Ayomide Folorunso invece è nata in Nigeria, classe 1996, ma vive in Italia da quando aveva sette anni e la sua carriera atletica è iniziata proprio nel nostro Paese quando è stata notata per la sua bravura nel corso delle competizioni scolastiche. Nel 2013 è entrata nelle Fiamme Oro dell’esercito. È considerata l’astro nascente dello sport azzurro e sempre ai Giochi di Tarragona ha trionfato nei 400 ostacoli dopo un audace duello con la rivale connazionale Pedroso.
Libania Grenot è forse la più famosa delle quattro: nata a Cuba nel 1983 è diventata italiana per amore, in seguito al suo matrimonio nel 2008. Nel suo paese natale era già considerata un talento, ma la sua ultima apparizione con la maglia rossoblu risale ai Mondiali di Helsinki nel 2005. Le sue performance hanno migliorato il record italiano nei 200 e nei 400 metri. Nel 2014 ha vinto l’oro agli europei di Zurigo. Agli europei di Amsterdam ha conquistato il bronzo con la 4×400 azzurra, mentre a Rio 2016 ha segnato il nuovo record italiano.
Storia di un’Italia Nuova
Non solo atlete, ma anche studentesse di scienze motorie, scienze dell’educazione, medicina.
Appassionate di arte e disegno. Ragazze moderne, completamente integrate nella società: Ayomide confessa che la sua passione è leggere libri fantasy e sogna di diventare pediatra.
Sono loro il simbolo della rivoluzione di un’Italia Nuova, multiculturale e vincente, che non teme le differenze e crede nell’integrazione tra le culture. Rappresentano uno schiaffo alle politiche neorazziste che stano emergendo in modo allarmante nel nostro Paese e sempre più conducono a una visione individualista, radicale, separatista tra i popoli.
«I loro sorrisi sono la risposta all’Italia razzista di Pontida. L’Italia multiculturale nata dal sogno repubblicano non verrà fermata», scrive Roberto Saviano sulla sua pagina Facebook.
La fotografia della vittoria si è infatti diffusa in seguito al dibattito innescato dal ritrovo leghista di Pontida, l’immagine è così divenuta emblema di integrazione in un’Italia sempre più divisa. Le quattro stringono la bandiera italiana con orgoglio, la sventolano come una conquista: un gesto che fa commuovere.
La cornice perfetta per questa storia non potevano che essere i Giochi del Mediterraneo.
Il Mediterraneo, non a caso: culla di civiltà e di sviluppo, luogo di scambi commerciali tra i Paesi più distanti, torna simbolicamente a rimarcare il suo ruolo cardine nel promuovere l’unità tra i popoli. Un tempo nel bacino del mare le barche navigavano per trasportare otri di olio e di vino, alimentando uno scambio di beni, di cibarie e di sostentamento. L’acqua favoriva un circuito di unione, di reciproco sostegno, mentre oggi in quello stesso mare si sta consumando un vero e proprio sterminio, l’apocalisse del XXI secolo, di cui forse un giorno troveremo traccia sui libri di storia stupendoci per non aver saputo cogliere l’entità di quella tragedia che si stava consumando sulle nostre coste.

Cosa fare
**a.** In che anno, secondo il brano, Libania Grenot ha vinto l'oro agli europei di Zurigo?
**b.** Riscrivi il tratto del brano che va da "La cornice perfetta" fino a "sulle nostre coste.", sostituendo "otri" con "anfore".
**c.** Per quale motivo, stando al brano, i Giochi del Mediterraneo erano la cornice perfetta per questa storia?
Le voci riportate qui non hanno alcun rapporto con il brano.

Informazioni
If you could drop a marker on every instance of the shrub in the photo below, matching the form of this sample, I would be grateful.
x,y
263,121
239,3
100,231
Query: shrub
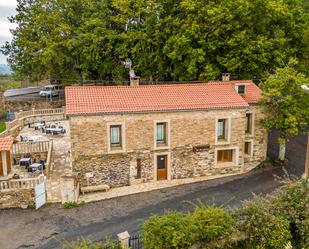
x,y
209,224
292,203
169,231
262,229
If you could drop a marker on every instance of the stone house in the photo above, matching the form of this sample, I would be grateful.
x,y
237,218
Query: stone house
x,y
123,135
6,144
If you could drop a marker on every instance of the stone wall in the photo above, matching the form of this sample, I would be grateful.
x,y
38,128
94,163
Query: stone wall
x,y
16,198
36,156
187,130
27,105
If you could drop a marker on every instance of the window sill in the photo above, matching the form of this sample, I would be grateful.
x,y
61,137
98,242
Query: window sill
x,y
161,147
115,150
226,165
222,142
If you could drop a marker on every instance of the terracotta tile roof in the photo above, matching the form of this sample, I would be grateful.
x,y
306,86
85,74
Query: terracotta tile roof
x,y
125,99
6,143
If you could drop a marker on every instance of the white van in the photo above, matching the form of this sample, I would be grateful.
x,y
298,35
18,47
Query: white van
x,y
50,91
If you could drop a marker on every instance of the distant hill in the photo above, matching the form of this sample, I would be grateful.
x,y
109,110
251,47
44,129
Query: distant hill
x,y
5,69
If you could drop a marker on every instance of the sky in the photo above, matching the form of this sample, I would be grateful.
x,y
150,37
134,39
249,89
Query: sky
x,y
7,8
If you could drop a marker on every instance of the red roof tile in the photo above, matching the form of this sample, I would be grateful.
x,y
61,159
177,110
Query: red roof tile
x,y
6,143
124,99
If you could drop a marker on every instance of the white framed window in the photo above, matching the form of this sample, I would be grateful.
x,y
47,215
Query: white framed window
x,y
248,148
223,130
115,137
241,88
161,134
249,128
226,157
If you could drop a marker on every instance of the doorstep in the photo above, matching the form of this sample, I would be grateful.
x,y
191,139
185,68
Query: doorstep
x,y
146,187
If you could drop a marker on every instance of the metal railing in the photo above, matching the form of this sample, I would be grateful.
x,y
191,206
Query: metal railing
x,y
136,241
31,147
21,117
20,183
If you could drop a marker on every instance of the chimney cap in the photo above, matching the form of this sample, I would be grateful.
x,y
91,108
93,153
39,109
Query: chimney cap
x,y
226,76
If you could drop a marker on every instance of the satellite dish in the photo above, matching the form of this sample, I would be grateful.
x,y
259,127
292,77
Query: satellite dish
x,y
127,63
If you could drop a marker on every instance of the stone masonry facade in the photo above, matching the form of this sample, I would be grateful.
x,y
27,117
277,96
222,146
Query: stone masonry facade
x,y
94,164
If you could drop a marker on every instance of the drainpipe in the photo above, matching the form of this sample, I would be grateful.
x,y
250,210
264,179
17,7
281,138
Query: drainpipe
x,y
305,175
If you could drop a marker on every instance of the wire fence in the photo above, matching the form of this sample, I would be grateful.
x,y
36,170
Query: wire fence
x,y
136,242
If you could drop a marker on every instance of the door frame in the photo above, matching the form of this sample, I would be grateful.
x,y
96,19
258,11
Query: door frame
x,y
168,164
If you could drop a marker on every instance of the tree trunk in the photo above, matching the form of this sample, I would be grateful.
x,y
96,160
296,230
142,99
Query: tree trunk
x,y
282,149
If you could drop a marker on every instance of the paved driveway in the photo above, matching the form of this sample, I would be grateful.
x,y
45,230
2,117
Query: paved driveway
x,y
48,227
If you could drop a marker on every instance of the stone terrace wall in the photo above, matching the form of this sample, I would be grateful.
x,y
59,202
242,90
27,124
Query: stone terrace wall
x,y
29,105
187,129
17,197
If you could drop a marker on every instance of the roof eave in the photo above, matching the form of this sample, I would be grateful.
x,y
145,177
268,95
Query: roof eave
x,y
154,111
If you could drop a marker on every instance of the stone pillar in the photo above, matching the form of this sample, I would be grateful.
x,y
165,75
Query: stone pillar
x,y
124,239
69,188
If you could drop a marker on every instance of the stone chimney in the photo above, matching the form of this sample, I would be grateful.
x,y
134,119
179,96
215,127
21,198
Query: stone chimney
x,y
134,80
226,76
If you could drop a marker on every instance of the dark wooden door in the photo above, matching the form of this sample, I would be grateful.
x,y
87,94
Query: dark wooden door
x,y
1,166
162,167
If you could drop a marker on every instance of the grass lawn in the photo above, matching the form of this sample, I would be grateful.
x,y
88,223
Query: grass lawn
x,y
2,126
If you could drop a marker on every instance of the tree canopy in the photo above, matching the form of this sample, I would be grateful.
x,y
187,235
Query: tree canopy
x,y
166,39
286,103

Risposte ai compiti
**a.** Nel 2014.

**b.**
La cornice perfetta per questa storia non potevano che essere i Giochi del Mediterraneo.
Il Mediterraneo, non a caso: culla di civiltà e di sviluppo, luogo di scambi commerciali tra i Paesi più distanti, torna simbolicamente a rimarcare il suo ruolo cardine nel promuovere l’unità tra i popoli. Un tempo nel bacino del mare le barche navigavano per trasportare anfore di olio e di vino, alimentando uno scambio di beni, di cibarie e di sostentamento. L’acqua favoriva un circuito di unione, di reciproco sostegno, mentre oggi in quello stesso mare si sta consumando un vero e proprio sterminio, l’apocalisse del XXI secolo, di cui forse un giorno troveremo traccia sui libri di storia stupendoci per non aver saputo cogliere l’entità di quella tragedia che si stava consumando sulle nostre coste.

**c.** Il Mediterraneo è culla di civiltà e di sviluppo e luogo di scambi commerciali tra i Paesi più distanti. In quest'occasione torna simbolicamente a rimarcare il suo ruolo cardine nel promuovere l'unità tra i popoli.